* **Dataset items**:
··········

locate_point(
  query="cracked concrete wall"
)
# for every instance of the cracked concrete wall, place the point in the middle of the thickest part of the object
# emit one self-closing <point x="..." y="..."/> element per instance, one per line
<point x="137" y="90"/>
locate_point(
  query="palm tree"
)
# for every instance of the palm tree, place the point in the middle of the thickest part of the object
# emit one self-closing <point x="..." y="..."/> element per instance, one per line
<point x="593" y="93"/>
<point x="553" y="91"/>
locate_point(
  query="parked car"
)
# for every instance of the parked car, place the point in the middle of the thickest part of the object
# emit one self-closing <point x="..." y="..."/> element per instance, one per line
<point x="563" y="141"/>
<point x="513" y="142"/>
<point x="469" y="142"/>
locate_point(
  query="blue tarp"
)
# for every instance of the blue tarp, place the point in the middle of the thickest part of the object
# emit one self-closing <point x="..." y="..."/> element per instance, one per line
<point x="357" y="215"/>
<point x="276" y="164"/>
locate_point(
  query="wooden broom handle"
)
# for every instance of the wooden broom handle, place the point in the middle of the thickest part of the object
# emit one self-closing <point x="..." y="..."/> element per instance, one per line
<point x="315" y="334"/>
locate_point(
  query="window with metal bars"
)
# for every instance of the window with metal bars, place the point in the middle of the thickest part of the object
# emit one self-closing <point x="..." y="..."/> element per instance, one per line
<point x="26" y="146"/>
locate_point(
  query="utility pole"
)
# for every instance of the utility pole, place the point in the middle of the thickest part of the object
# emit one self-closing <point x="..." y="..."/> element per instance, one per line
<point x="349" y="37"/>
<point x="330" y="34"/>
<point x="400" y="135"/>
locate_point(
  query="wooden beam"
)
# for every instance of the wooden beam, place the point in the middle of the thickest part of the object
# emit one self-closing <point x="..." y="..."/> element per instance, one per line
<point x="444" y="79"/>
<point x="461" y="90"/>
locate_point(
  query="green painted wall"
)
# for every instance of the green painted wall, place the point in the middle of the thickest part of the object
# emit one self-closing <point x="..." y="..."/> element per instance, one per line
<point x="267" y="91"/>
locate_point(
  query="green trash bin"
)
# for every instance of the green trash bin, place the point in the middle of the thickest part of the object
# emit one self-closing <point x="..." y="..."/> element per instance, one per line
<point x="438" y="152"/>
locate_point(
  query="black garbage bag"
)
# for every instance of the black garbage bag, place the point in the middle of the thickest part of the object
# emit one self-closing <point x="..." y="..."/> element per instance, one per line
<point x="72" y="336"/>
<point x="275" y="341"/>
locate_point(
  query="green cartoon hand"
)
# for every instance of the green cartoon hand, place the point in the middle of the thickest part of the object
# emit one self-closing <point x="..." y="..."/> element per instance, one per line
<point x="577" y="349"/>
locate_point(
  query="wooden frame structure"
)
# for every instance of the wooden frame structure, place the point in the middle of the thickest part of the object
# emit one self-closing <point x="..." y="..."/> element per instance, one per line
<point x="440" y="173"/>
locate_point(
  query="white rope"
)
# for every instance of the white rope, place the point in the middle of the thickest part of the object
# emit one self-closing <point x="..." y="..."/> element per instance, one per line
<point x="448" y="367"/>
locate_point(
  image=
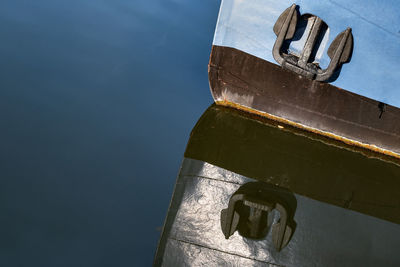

··········

* **Exercise prompt**: Which of the lines above contain the word "metal"? Pick out each one and copy it in full.

* **Result of this exercise**:
  query="window with metal bars"
# for every instance of the window with metal bars, place the point in the middle of the thickest part of the object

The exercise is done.